What you need to do:
Each line below should be reproduced without any alteration.

(Coordinate annotation records)
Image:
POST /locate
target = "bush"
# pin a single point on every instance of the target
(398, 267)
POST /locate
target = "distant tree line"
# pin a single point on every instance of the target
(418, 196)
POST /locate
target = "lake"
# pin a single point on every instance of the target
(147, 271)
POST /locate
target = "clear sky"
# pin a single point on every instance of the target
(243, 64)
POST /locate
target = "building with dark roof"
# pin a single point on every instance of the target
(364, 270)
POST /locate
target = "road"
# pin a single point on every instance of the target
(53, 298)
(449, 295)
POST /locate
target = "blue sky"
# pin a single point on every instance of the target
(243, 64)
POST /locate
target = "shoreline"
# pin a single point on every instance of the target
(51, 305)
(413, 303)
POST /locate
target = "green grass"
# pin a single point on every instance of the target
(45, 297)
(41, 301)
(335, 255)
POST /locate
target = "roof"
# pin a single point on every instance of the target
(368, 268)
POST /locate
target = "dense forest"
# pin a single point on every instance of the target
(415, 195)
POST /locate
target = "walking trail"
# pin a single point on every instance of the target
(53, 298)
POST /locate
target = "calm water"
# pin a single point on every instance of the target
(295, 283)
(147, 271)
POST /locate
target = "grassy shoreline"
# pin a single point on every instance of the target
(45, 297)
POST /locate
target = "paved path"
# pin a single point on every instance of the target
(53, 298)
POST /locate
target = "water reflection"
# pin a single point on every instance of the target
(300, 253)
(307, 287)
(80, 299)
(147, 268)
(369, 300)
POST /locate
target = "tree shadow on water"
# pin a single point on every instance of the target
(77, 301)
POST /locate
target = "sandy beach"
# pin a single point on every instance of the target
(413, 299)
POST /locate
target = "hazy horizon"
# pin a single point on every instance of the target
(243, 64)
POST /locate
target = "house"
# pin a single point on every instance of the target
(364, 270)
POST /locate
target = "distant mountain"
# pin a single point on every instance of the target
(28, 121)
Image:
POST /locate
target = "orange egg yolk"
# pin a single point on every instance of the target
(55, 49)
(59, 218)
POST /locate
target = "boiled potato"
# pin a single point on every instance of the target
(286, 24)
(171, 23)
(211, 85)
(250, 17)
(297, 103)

Output:
Image:
POST /locate
target = "bush"
# pin a single point on every instance of the target
(398, 267)
POST /locate
target = "distant tree line"
# pin a single point on every instance of the target
(418, 196)
POST /locate
target = "lake"
# pin a single point on every instance of the target
(147, 271)
POST /locate
target = "clear sky"
# pin a single point on every instance of the target
(243, 64)
POST /locate
target = "building with dark roof"
# pin a single point on every instance of the target
(364, 270)
POST /locate
target = "road"
# pin a single point on every instance of the target
(53, 298)
(449, 295)
POST /locate
target = "blue sky"
# pin a single point on every instance of the target
(243, 64)
POST /locate
target = "shoreline"
# pin a single point on every instance of the target
(51, 305)
(413, 303)
POST /locate
target = "green grass"
# pin a single point on every instance of the target
(45, 297)
(41, 301)
(335, 255)
POST /locate
target = "roof"
# pin a single point on every instance of the target
(368, 268)
POST /locate
target = "dense forest"
# pin a single point on every instance of the target
(415, 195)
POST /locate
target = "walking trail"
# pin a single point on every instance of the target
(53, 298)
POST /locate
target = "calm water"
# pin a single point on every instance of the target
(295, 283)
(147, 271)
POST /locate
target = "grassy shoreline"
# pin a single point on every instance of the target
(45, 297)
POST /locate
target = "paved path"
# pin a single point on every instance of the target
(53, 298)
POST /locate
target = "water reflection"
# pin a single point on every instance of the target
(300, 253)
(307, 287)
(80, 299)
(147, 268)
(369, 300)
POST /locate
target = "tree shadow on water"
# pin a single point on every instance of the target
(77, 301)
POST /locate
target = "sandy beach"
# pin a single point on every instance of the target
(413, 299)
POST /locate
target = "hazy horizon"
# pin a single point on every instance of the target
(243, 64)
POST /locate
target = "house"
# pin a single point on every instance of the target
(364, 270)
POST /locate
target = "distant mountain"
# pin a single point on every instance of the target
(28, 121)
Image:
POST /locate
target = "orange egg yolk"
# pin a single point on every instance of the target
(55, 49)
(59, 218)
POST /locate
target = "boiled potato"
# pin a single point on every instance of the target
(286, 24)
(171, 23)
(211, 85)
(250, 17)
(297, 103)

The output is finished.